## Instructions for the task
Pick out every line in the listing below that contains the word "wooden" and copy each of those lines.

Rows from a segmentation dataset:

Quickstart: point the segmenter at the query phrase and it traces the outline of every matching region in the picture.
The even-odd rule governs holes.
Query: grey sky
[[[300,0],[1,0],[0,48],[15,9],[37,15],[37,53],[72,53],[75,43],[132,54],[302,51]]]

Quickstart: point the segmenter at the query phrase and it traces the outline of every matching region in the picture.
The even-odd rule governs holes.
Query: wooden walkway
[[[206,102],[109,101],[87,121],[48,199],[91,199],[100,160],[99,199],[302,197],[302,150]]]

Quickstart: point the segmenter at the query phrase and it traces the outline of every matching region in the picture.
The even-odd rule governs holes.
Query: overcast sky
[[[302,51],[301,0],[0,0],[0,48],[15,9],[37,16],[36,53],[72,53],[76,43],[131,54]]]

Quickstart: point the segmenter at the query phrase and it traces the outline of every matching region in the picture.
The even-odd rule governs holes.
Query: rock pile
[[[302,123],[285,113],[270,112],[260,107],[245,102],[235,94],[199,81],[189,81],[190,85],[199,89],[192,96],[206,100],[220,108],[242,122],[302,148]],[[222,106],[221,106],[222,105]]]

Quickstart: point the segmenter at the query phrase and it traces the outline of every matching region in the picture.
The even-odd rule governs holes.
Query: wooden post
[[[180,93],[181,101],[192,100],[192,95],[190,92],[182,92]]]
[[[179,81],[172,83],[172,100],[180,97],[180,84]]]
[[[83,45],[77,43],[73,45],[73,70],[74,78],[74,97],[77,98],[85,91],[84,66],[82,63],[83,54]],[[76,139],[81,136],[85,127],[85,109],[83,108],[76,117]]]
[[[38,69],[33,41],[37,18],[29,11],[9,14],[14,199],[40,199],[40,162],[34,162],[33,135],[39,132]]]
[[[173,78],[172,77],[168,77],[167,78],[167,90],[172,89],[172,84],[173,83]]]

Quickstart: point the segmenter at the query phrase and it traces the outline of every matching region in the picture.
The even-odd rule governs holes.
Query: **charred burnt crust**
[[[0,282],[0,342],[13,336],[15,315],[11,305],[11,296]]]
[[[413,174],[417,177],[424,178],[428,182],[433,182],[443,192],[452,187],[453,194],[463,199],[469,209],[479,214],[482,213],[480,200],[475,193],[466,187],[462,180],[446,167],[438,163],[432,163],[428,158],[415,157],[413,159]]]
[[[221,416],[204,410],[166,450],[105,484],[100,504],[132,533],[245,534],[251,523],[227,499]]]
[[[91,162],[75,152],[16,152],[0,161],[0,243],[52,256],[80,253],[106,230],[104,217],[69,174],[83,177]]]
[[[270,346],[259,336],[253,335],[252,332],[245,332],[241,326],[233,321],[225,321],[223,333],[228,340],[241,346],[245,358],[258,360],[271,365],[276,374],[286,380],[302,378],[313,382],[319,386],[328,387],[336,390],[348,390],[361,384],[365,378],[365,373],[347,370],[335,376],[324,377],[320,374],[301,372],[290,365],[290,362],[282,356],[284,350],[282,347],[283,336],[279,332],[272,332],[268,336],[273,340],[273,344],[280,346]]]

## Solution to the problem
Query: wooden walkway
Query: wooden post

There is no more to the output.